**Records shown:**
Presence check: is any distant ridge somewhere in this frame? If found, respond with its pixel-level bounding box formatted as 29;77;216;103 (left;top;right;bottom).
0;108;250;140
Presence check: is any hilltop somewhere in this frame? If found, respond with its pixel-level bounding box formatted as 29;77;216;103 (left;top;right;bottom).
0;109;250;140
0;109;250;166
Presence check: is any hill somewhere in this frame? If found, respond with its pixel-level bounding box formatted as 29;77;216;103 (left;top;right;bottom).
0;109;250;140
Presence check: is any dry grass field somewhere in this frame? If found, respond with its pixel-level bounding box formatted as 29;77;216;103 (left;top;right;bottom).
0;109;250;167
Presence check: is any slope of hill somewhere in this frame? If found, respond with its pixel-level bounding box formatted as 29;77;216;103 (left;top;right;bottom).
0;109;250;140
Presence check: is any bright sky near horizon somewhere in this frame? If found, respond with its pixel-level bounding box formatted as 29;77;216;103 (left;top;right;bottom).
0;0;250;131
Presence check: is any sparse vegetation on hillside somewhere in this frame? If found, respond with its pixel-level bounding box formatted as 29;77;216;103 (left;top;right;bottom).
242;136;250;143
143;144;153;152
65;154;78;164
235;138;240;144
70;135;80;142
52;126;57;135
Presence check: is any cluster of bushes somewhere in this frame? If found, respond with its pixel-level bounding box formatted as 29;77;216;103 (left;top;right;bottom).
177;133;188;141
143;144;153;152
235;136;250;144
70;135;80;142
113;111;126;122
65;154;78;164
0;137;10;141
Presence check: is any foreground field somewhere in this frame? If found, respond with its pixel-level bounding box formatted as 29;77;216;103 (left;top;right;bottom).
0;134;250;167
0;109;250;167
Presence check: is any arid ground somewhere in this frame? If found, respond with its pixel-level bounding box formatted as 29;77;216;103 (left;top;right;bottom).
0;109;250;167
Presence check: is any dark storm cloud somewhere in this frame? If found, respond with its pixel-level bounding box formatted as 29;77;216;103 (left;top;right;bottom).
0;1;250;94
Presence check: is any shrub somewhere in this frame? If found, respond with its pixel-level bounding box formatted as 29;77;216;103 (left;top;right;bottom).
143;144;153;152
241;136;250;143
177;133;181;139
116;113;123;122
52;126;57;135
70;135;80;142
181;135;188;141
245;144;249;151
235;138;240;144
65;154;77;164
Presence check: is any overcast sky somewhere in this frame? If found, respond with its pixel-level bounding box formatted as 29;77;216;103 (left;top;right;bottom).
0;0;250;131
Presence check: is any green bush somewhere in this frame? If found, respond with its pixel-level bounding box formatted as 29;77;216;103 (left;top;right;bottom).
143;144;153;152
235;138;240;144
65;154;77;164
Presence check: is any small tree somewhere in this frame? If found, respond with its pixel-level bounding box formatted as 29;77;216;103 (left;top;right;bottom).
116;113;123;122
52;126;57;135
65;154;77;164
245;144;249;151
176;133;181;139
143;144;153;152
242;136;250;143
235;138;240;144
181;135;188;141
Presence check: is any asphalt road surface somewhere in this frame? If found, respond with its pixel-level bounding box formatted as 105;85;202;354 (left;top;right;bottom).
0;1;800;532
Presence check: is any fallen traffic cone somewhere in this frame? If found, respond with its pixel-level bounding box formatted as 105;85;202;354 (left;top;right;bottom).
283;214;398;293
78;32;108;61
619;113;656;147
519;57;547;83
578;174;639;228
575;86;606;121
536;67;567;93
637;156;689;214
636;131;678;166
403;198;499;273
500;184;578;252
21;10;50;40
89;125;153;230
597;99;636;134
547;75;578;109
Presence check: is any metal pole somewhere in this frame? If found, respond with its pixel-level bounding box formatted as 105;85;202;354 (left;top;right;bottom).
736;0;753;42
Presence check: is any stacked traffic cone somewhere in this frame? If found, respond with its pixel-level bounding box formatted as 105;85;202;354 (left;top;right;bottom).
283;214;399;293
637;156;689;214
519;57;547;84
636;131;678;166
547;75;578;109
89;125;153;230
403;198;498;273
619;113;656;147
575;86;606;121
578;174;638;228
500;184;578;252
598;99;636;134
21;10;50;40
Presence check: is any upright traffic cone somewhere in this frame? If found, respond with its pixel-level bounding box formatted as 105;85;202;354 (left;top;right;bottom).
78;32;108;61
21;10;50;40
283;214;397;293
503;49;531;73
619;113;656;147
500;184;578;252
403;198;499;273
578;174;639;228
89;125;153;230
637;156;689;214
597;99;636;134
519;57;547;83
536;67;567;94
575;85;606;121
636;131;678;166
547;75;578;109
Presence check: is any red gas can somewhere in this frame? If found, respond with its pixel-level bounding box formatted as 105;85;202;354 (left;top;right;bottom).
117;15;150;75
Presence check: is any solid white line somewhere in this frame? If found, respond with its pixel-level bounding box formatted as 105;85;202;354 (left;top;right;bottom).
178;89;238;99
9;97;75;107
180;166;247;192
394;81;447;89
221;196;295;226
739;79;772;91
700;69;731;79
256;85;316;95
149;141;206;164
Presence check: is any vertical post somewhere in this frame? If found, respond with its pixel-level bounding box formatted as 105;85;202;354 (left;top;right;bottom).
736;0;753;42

**Job:**
Update all the rows above by changing "Presence check" to "Visibility check" everywhere it appears. Leave everything else the same.

**Full solution:**
Visibility check: is any distant ridge somewhere in this frame? If found, respond with its pixel-level bounding box formatted as 29;77;216;103 (left;top;right;bottom).
0;108;250;140
Visibility check: is any hilltop somewhere in this frame? If found, respond with its pixel-level bounding box formatted as 29;77;216;103 (left;top;right;bottom).
0;109;250;140
0;109;250;166
Visibility check: is any hill somewhere in this frame? If found, respond with its pixel-level bounding box formatted as 29;77;216;103 (left;top;right;bottom).
0;109;250;140
Visibility check: is any dry grass field somewhere in this frame? If found, respond with its pixel-level bounding box formatted as 29;77;216;103 (left;top;right;bottom).
0;109;250;167
Visibility check: is any slope of hill somewhere in this frame? If found, respond with its pixel-level bounding box formatted as 29;77;216;103 (left;top;right;bottom).
0;109;250;140
Visibility check: is any bright sky near horizon somewhere in this frame? If found, respond with its pixel-level bounding box formatted as 29;77;216;103 (left;top;right;bottom).
0;0;250;131
Visibility check: is any sparse vegetation on hillside somewhere in this frame? If found, respond with its pixel-level bounding box formatted as 29;77;216;103 (left;top;right;bottom).
242;136;250;143
143;144;153;152
65;154;78;164
235;138;240;144
70;135;80;142
52;126;57;135
Visibility check: is any cluster of bushes somewhere in this frame? If found, respond with its pixel-level bounding box formatted as 29;77;216;103 (left;top;right;bottom).
177;133;188;141
143;144;153;152
235;136;250;144
70;135;80;142
113;111;126;122
65;154;78;164
0;137;10;141
Visibility check: is any foreground field somewhere in this frame? If found, respond with its pixel-level bounding box formatted as 29;77;216;103 (left;top;right;bottom).
0;134;250;167
0;109;250;167
Visibility check: is any arid ground somewhere in this frame? If found, respond with its pixel-level bounding box formatted as 29;77;216;103 (left;top;right;bottom).
0;109;250;167
Visibility check: is any dark storm cloud somewhere in this frame? If found, respond with its pixel-level bounding box formatted as 29;77;216;103 (left;top;right;bottom).
0;1;250;94
Visibility check: is any shrub somewhere in this frame? If found, respond with its pixel-level bounding box formatted as 29;77;216;103 (left;top;right;bottom).
143;144;153;152
241;136;250;143
177;133;181;139
116;113;123;122
52;126;57;135
70;135;80;142
181;135;188;141
245;144;249;151
235;138;240;144
65;154;77;164
Visibility check: is any overcast sky somewhere in this frame? If found, respond with its pixel-level bounding box formatted as 29;77;216;103 (left;top;right;bottom).
0;0;250;131
Visibility check: is any green bush somewhere in this frame? If found, respond with its pixel-level bounding box formatted as 29;77;216;103 (left;top;right;bottom).
143;144;153;152
235;138;240;144
65;154;77;164
Visibility check: is any small tree somewhere in this frame? If found, respond with its pixel-level bounding box formatted as 29;77;216;103 (left;top;right;bottom).
116;113;123;122
52;126;57;135
65;154;77;164
245;144;249;151
176;133;181;139
143;144;153;152
242;136;250;143
235;138;240;144
181;135;188;141
Visibility check: is any asphalt road surface somewhere in this frame? If found, respond with its pixel-level bounding box formatted as 105;85;202;354 (left;top;right;bottom).
0;1;800;532
Visibility check: is any fallen traffic cone somewhere in this frame? If found, respond with its pixel-level bounding box formatted as 105;85;202;354 (left;top;right;bottom).
283;214;398;293
78;32;108;61
619;113;656;147
519;57;547;83
578;174;639;228
575;86;606;121
536;67;567;93
637;156;689;214
636;131;678;166
403;198;499;273
500;184;578;252
21;10;50;40
89;125;153;230
597;99;636;134
547;75;578;109
Visibility check: is any metal pole somewhere in this frame? If found, respond with its pixel-level bounding box formatted as 105;85;202;354 (left;top;right;bottom).
736;0;753;42
Visibility check: is any stacked traffic cone somewhere in this frame? If found, respond with its pixel-level bounding box formatted as 105;85;202;354 (left;top;right;bottom).
283;214;399;293
637;156;689;214
519;57;547;84
636;131;678;166
547;75;578;109
89;125;153;230
403;198;498;273
619;113;656;147
575;86;606;121
578;174;638;228
500;184;578;252
598;99;636;134
21;10;50;40
Visibility check: is any upright traffic cone somewhere in this frame? If found, respond with its pixel-level bounding box formatted as 105;85;202;354 (left;top;right;bottom).
78;32;108;61
21;10;50;40
283;214;397;293
503;49;531;73
619;113;656;147
500;184;578;252
403;198;499;273
578;174;639;228
89;125;153;230
637;156;689;214
597;99;636;134
519;57;547;83
536;67;567;94
575;85;606;121
636;131;678;166
547;75;578;109
Visibility check: is any red gas can somewhere in this frame? If found, respond with its pixel-level bounding box formatted as 105;85;202;354 (left;top;right;bottom).
117;15;150;75
Visibility check: is any solid white line somewhere in this frame? If found, respond with its pixel-level bounding box formatted as 105;85;202;354 (left;top;right;bottom).
178;89;238;99
9;97;75;107
180;166;247;192
394;81;447;89
221;196;295;226
739;79;772;91
700;69;731;79
256;85;316;95
149;141;206;164
Visibility check: is any vertical post somewhere in this frame? If found, respond with its pixel-level bounding box formatted as 105;85;202;354 (left;top;right;bottom).
736;0;753;42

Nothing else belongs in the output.